### TASK INPUT
========================

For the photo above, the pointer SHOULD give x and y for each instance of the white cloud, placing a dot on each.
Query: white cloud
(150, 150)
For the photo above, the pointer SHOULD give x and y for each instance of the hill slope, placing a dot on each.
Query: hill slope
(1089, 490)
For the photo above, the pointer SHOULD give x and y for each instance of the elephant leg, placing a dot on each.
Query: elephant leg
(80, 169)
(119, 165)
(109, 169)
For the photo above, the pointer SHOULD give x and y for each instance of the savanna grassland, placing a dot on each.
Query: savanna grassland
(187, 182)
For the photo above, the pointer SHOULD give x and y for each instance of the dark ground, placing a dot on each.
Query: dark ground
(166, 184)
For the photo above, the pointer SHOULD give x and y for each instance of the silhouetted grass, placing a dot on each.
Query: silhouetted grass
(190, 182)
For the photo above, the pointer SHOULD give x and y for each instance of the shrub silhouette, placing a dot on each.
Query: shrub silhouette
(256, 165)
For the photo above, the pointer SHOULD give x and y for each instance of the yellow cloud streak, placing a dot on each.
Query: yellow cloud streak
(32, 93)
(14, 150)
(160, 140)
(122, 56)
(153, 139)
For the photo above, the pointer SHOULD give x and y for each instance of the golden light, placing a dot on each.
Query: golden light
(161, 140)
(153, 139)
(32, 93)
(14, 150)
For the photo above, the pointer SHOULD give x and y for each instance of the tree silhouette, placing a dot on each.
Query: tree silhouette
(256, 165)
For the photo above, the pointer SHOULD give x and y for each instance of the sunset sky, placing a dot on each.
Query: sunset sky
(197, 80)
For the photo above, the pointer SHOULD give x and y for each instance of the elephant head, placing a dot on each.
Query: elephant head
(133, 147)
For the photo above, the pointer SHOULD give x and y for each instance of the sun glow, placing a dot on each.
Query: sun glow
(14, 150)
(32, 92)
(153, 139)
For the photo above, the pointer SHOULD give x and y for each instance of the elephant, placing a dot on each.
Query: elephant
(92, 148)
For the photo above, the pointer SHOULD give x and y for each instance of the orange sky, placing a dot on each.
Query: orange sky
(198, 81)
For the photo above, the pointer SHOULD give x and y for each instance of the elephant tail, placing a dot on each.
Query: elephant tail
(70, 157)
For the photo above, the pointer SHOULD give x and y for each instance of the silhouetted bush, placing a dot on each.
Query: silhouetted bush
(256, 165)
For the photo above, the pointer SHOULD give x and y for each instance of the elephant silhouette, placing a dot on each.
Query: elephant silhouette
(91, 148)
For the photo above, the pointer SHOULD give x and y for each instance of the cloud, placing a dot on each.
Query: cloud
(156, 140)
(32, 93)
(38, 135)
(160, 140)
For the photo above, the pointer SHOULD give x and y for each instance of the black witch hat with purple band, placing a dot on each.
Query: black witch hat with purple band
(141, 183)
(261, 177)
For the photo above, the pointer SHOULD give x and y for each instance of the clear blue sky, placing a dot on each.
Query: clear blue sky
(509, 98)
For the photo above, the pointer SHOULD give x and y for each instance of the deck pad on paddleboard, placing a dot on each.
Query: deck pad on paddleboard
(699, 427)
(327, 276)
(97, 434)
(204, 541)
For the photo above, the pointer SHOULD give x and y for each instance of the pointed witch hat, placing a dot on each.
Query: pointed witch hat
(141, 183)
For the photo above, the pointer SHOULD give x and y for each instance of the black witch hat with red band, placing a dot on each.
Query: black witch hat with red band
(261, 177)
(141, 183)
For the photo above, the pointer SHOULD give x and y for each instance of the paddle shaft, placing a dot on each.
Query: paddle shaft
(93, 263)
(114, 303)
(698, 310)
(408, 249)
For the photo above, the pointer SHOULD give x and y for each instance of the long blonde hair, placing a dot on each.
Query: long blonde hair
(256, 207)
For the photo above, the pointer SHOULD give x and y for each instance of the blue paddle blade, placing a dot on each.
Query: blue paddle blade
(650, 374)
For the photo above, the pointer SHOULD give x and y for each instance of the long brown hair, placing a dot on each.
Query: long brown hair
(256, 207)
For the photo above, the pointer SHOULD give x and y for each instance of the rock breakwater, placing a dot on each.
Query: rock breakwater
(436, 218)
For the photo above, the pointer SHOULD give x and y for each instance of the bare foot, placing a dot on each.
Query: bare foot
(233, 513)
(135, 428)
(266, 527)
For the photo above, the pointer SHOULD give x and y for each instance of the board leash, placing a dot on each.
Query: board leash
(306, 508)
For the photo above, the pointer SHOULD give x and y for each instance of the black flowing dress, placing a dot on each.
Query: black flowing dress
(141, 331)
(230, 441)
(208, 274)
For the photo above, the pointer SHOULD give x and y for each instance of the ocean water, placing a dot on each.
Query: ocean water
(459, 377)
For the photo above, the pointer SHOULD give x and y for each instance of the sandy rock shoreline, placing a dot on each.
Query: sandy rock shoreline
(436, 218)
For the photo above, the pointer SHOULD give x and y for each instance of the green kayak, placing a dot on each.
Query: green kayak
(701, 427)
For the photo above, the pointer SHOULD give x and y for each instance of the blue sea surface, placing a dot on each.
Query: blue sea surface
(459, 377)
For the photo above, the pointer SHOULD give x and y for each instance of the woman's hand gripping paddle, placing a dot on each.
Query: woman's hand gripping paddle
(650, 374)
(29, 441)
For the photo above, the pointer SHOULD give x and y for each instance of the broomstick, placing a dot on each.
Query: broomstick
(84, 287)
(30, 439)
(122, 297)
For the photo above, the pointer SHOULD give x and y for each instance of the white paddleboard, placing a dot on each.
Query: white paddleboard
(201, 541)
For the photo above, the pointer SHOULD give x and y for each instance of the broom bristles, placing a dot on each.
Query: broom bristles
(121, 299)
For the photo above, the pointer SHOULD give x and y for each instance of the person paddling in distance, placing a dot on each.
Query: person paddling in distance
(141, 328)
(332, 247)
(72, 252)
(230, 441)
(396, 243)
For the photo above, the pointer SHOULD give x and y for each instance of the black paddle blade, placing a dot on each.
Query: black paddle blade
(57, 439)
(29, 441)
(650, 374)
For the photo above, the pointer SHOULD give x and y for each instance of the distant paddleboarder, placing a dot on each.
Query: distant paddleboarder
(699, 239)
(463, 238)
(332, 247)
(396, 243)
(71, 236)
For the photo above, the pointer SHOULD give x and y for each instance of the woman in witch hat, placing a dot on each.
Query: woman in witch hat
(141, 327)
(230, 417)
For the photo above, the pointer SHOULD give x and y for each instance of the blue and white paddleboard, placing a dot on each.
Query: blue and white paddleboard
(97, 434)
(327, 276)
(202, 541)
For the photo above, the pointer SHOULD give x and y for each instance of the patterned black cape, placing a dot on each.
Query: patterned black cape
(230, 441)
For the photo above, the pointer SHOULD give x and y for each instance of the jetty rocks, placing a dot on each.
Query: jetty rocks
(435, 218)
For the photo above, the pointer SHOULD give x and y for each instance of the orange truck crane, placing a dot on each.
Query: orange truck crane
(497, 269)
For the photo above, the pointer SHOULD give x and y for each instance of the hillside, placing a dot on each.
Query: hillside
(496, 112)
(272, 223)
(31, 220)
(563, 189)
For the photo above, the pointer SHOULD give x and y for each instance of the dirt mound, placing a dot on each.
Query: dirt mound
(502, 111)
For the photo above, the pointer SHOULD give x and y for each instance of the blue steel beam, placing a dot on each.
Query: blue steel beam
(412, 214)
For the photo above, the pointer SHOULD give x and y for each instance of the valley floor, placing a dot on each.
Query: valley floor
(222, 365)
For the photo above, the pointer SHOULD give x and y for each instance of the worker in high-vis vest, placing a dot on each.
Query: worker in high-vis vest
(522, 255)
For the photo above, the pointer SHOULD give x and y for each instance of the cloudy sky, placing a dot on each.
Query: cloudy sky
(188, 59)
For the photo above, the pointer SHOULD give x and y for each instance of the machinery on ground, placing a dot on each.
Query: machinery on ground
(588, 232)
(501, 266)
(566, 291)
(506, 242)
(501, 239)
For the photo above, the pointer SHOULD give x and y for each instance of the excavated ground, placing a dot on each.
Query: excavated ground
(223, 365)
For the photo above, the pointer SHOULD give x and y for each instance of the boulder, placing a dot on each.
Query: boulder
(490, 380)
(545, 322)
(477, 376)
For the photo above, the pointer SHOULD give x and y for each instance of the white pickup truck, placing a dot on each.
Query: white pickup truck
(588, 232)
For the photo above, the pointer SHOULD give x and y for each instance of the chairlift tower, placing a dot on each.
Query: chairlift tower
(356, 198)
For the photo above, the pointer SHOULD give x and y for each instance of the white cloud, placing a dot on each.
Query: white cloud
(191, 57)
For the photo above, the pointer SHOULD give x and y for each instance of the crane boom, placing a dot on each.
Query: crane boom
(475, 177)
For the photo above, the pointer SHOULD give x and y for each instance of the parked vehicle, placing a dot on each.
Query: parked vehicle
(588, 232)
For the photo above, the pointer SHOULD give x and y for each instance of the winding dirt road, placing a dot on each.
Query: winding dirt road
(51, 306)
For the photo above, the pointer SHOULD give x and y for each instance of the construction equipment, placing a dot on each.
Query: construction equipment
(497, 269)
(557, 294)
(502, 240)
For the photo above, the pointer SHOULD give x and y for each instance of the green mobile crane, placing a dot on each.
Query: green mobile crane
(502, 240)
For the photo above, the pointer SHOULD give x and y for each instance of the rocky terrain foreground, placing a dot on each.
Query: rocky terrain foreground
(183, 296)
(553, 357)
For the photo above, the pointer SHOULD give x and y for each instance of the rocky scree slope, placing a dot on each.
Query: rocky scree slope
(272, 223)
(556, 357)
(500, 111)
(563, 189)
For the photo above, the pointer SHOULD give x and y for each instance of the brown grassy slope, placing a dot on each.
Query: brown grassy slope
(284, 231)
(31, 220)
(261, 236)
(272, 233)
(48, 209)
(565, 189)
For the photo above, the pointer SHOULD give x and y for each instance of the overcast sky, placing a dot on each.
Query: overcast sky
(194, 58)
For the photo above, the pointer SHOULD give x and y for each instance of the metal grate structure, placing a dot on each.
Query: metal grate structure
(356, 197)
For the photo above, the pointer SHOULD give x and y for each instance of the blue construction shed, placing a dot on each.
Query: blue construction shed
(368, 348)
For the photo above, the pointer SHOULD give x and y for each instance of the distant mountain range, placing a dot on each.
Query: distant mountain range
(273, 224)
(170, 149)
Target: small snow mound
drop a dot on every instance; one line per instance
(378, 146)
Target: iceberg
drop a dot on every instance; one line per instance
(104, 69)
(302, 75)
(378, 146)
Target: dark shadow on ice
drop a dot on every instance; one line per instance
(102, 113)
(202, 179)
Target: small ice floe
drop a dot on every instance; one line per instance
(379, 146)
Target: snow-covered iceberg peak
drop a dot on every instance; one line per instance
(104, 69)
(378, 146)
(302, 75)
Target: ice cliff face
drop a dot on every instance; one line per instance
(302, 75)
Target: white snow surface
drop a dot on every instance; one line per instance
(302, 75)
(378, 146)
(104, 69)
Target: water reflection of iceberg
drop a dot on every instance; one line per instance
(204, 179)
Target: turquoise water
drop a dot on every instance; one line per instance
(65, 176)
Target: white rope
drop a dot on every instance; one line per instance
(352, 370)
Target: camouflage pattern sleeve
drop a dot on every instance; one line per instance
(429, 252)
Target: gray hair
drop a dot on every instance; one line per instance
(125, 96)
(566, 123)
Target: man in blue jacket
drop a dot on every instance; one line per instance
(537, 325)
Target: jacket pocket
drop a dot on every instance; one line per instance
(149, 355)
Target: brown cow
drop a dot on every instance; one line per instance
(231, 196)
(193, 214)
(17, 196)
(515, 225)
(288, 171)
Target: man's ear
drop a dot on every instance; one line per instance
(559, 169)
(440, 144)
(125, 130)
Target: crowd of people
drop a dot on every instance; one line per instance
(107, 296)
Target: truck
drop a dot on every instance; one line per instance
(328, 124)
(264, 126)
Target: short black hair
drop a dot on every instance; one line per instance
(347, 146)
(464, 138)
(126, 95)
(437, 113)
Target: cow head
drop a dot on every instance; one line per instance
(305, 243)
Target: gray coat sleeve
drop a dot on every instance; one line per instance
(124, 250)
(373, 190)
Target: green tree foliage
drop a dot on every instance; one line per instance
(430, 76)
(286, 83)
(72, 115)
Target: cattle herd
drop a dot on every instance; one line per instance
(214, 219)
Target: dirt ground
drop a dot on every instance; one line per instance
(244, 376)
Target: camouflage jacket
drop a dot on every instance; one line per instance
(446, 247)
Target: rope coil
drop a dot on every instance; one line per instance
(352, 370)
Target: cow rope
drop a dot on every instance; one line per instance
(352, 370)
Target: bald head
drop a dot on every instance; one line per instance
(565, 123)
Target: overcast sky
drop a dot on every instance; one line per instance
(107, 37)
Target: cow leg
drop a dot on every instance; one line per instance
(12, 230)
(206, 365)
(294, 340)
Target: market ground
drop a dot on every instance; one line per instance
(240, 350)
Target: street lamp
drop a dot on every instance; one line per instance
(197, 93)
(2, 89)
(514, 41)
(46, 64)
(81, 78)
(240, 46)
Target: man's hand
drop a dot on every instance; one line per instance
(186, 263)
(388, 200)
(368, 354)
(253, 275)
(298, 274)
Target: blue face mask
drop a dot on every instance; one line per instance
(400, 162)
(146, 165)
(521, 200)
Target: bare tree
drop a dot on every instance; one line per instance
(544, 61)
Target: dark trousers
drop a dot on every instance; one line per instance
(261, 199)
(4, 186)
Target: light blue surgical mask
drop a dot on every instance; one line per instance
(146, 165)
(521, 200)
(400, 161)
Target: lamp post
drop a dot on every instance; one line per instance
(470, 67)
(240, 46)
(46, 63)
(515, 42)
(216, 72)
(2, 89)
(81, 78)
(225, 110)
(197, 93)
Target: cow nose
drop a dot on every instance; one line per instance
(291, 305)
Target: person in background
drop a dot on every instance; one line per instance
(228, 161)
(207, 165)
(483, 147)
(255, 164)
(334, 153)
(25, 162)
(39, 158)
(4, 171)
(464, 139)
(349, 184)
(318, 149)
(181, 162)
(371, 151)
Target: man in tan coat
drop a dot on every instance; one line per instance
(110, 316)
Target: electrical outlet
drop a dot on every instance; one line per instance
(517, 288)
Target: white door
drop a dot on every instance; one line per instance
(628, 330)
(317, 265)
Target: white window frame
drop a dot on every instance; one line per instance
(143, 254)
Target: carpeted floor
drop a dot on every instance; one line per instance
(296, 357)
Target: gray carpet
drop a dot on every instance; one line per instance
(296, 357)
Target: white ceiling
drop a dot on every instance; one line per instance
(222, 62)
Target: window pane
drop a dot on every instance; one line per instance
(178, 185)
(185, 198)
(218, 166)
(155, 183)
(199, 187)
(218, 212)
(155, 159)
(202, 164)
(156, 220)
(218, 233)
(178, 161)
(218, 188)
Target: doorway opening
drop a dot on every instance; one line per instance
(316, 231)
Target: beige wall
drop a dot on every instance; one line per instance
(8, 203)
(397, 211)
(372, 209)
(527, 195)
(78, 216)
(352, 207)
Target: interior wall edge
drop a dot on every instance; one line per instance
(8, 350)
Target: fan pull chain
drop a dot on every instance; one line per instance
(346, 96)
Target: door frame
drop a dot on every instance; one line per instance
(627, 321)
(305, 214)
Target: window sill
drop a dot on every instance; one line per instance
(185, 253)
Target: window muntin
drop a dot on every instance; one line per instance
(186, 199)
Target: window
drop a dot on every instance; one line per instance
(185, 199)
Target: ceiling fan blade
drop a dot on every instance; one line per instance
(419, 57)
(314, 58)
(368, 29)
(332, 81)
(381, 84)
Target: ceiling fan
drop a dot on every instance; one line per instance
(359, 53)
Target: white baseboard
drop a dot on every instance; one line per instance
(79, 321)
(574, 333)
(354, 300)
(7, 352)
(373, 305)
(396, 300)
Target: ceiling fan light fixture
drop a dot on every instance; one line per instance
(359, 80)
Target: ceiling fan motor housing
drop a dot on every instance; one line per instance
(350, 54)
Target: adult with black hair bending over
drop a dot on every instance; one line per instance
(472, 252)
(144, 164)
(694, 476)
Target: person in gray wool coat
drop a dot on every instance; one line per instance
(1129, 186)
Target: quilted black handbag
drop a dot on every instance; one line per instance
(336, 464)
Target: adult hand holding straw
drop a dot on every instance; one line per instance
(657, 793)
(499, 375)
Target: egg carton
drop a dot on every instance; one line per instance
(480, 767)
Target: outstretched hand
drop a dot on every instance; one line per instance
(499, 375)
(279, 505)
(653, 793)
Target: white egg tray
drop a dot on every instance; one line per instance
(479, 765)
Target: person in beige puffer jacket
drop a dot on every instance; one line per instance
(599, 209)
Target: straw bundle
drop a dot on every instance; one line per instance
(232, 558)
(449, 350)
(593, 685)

========================

Can you echo back, word for word, the stretch of items from their very first line through the line containing "(1089, 490)", with both ends included?

### TASK ANSWER
For the photo above, the pointer SHOULD give x and y for each instance of the white cloud, placing a dot on each.
Query: white cloud
(150, 150)
For the photo above, the pointer SHOULD give x and y for each instance of the hill slope, placing a dot on each.
Query: hill slope
(1089, 490)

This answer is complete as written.